What needs to be done.
Pictures stay out; everything else in the records gets transcribed exactly.

Records provided.
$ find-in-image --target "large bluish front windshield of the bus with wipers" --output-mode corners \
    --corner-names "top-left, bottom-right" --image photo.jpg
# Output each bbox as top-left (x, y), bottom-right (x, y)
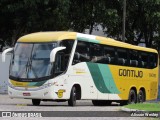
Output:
top-left (10, 42), bottom-right (57, 79)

Solution.
$ find-in-image --target "large bluish front windshield of the bus with wipers" --output-mode corners \
    --corner-names "top-left, bottom-right" --image photo.jpg
# Output each bbox as top-left (x, y), bottom-right (x, y)
Output:
top-left (10, 42), bottom-right (57, 79)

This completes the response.